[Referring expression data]

=== Section Start ===

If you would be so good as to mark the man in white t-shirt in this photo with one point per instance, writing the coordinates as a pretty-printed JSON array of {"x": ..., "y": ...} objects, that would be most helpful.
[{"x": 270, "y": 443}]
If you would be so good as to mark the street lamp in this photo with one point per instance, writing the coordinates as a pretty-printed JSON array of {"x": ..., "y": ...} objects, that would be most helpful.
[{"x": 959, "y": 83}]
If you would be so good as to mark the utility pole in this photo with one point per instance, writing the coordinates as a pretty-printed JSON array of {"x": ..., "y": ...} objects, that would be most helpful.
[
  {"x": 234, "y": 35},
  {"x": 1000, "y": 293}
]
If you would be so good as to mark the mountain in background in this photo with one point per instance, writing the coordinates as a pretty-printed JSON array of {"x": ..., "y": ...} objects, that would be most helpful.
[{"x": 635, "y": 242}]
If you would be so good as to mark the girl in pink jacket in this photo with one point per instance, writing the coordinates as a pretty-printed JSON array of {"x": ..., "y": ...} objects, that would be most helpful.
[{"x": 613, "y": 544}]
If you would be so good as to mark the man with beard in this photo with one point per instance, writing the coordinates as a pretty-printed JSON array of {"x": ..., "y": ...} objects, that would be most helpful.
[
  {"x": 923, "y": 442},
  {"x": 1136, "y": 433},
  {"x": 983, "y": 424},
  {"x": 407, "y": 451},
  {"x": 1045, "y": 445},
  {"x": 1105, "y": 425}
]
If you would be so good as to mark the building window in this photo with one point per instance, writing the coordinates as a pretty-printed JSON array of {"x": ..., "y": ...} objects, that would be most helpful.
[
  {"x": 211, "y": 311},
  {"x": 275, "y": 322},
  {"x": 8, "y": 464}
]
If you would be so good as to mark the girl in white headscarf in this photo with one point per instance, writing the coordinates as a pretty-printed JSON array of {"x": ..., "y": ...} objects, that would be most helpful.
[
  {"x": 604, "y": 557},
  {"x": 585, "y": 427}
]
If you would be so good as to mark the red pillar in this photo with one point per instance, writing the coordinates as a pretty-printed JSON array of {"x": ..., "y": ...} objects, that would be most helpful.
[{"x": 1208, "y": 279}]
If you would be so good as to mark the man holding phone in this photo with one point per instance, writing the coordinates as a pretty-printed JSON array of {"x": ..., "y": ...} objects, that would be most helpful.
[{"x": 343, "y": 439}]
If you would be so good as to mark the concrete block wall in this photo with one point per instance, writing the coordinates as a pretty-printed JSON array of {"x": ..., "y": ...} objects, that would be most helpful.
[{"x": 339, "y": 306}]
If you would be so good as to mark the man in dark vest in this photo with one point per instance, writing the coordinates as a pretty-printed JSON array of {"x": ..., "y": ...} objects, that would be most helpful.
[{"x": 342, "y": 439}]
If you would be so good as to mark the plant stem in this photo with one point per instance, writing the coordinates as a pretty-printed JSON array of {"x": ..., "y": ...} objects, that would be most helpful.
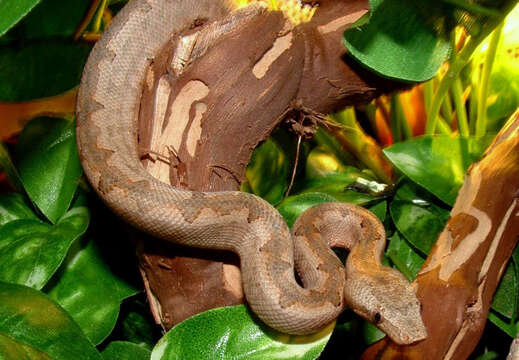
[
  {"x": 447, "y": 81},
  {"x": 396, "y": 128},
  {"x": 481, "y": 120},
  {"x": 460, "y": 61},
  {"x": 459, "y": 103}
]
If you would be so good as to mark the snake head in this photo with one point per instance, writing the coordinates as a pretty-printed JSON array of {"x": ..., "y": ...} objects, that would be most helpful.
[{"x": 386, "y": 299}]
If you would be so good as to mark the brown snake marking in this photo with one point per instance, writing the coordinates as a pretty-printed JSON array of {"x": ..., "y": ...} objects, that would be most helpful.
[{"x": 107, "y": 113}]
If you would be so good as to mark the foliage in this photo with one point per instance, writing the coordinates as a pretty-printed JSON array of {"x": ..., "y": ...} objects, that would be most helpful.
[{"x": 68, "y": 292}]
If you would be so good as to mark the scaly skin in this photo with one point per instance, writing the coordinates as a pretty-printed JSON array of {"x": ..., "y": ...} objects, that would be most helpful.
[{"x": 107, "y": 113}]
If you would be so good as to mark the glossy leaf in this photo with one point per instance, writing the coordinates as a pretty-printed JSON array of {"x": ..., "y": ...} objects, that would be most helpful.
[
  {"x": 510, "y": 328},
  {"x": 351, "y": 186},
  {"x": 49, "y": 164},
  {"x": 13, "y": 206},
  {"x": 31, "y": 324},
  {"x": 40, "y": 69},
  {"x": 437, "y": 163},
  {"x": 90, "y": 291},
  {"x": 293, "y": 206},
  {"x": 405, "y": 258},
  {"x": 122, "y": 350},
  {"x": 397, "y": 42},
  {"x": 267, "y": 172},
  {"x": 31, "y": 251},
  {"x": 233, "y": 333},
  {"x": 14, "y": 11},
  {"x": 137, "y": 324},
  {"x": 506, "y": 294},
  {"x": 420, "y": 225}
]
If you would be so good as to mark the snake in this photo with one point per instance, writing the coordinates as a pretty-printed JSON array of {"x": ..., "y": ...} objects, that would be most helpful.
[{"x": 270, "y": 253}]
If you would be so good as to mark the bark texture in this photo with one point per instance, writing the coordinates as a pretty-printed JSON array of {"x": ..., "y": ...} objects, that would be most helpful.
[
  {"x": 210, "y": 150},
  {"x": 459, "y": 278}
]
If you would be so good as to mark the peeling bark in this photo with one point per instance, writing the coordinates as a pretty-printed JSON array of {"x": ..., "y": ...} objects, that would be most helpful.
[
  {"x": 459, "y": 278},
  {"x": 209, "y": 120}
]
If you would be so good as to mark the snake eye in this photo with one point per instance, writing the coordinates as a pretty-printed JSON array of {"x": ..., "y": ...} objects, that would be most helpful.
[{"x": 377, "y": 318}]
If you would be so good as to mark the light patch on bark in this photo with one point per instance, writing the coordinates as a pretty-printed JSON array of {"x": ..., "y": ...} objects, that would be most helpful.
[
  {"x": 340, "y": 23},
  {"x": 159, "y": 169},
  {"x": 195, "y": 131},
  {"x": 451, "y": 260},
  {"x": 495, "y": 242},
  {"x": 280, "y": 45}
]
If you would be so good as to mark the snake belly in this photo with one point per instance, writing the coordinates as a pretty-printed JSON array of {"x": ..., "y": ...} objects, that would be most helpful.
[{"x": 107, "y": 117}]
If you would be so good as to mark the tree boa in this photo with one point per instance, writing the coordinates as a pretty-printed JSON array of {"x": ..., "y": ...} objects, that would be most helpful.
[{"x": 107, "y": 116}]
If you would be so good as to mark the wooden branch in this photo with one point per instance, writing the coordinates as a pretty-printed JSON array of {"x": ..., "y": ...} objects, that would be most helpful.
[
  {"x": 245, "y": 90},
  {"x": 459, "y": 278}
]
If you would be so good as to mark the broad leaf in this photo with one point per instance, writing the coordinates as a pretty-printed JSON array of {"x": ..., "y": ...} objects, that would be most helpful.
[
  {"x": 233, "y": 333},
  {"x": 437, "y": 163},
  {"x": 405, "y": 258},
  {"x": 122, "y": 350},
  {"x": 397, "y": 42},
  {"x": 49, "y": 164},
  {"x": 40, "y": 69},
  {"x": 31, "y": 251},
  {"x": 33, "y": 325},
  {"x": 54, "y": 18},
  {"x": 13, "y": 206},
  {"x": 89, "y": 291},
  {"x": 14, "y": 11},
  {"x": 267, "y": 172}
]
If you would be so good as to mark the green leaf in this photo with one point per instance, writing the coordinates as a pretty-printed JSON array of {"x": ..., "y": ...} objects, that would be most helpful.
[
  {"x": 293, "y": 206},
  {"x": 49, "y": 164},
  {"x": 405, "y": 258},
  {"x": 31, "y": 251},
  {"x": 505, "y": 297},
  {"x": 437, "y": 163},
  {"x": 322, "y": 162},
  {"x": 8, "y": 168},
  {"x": 420, "y": 225},
  {"x": 267, "y": 172},
  {"x": 89, "y": 291},
  {"x": 13, "y": 206},
  {"x": 137, "y": 325},
  {"x": 14, "y": 11},
  {"x": 233, "y": 333},
  {"x": 122, "y": 350},
  {"x": 40, "y": 69},
  {"x": 32, "y": 324},
  {"x": 397, "y": 42},
  {"x": 380, "y": 210},
  {"x": 509, "y": 328}
]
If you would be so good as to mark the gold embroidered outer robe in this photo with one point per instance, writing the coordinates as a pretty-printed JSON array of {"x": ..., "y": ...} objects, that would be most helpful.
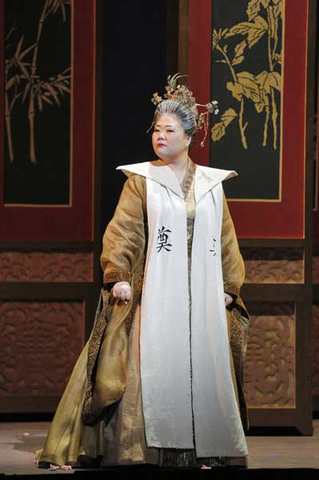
[{"x": 123, "y": 256}]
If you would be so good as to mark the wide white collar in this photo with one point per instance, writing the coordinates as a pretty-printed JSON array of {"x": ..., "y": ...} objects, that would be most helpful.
[{"x": 206, "y": 178}]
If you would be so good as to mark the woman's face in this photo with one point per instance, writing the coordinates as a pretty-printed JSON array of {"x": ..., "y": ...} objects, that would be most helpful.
[{"x": 169, "y": 139}]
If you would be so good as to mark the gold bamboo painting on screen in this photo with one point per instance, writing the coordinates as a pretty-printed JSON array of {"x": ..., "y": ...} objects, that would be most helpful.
[
  {"x": 24, "y": 84},
  {"x": 262, "y": 89}
]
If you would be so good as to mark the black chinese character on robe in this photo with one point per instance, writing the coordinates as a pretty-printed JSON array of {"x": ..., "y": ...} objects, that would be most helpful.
[
  {"x": 162, "y": 239},
  {"x": 214, "y": 247}
]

=== Section End ===

Write out once more the lines above beginning at the line with "If you would be so good as to mark the wide"; continue through the final line and stop there.

If you would be so good as to mark the wide white collar in this photo with one point per instance, writing the coordinates as a pretty-printed JSON array of {"x": ..., "y": ...} objects, that would be most helpful.
[{"x": 206, "y": 178}]
If you would be so good as to mark the woman's face in this photo with one point per instance, writing the coordinates as a pretty-printed JSON array of {"x": ..., "y": ...} objects, that would be most helpful.
[{"x": 169, "y": 139}]
If you would be so good as to mark the gold bamboo painting on screen in this photo with one point per instance, writing the coordinates as a pretty-printed JSON array of {"x": ..., "y": ...} objects, that would be most helpful.
[
  {"x": 24, "y": 84},
  {"x": 262, "y": 89}
]
If you would be so good as to mark the black chinese character on robe in this photo with one point per instance, writing the coordinates as a pretty-printed JSON array of {"x": ..., "y": ...} objects, that would be most helpful.
[
  {"x": 162, "y": 239},
  {"x": 214, "y": 247}
]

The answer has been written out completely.